Put every line of the listing below into a numbered list, leaving out any blank lines.

- - -

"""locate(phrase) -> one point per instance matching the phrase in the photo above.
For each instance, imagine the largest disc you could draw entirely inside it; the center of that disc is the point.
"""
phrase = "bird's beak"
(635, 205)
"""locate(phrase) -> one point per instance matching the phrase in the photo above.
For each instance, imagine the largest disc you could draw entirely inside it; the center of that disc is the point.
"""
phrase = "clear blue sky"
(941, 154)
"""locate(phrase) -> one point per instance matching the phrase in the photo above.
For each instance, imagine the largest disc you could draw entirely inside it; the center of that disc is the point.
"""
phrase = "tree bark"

- - -

== CORRECT ANSWER ==
1. """locate(phrase) -> one point per instance matching the phrase in the photo above.
2. For each instance, imagine the largest disc you could draw entirely inside it; the center of that disc is the point.
3. """
4. phrase = "bird's beak"
5. (635, 205)
6. """locate(phrase) -> one point per instance matching the phrase in the photo above.
7. For each instance, imagine the largest disc you could draw entirely inside it; the center of that disc is the point.
8. """
9. phrase = "clear blue sky"
10. (941, 154)
11. """locate(phrase) -> one point per instance matching the phrase in the photo above.
12. For each instance, imagine the largest disc you could draw entirely inside it; the center of that disc is the point.
13. """
14. phrase = "tree bark"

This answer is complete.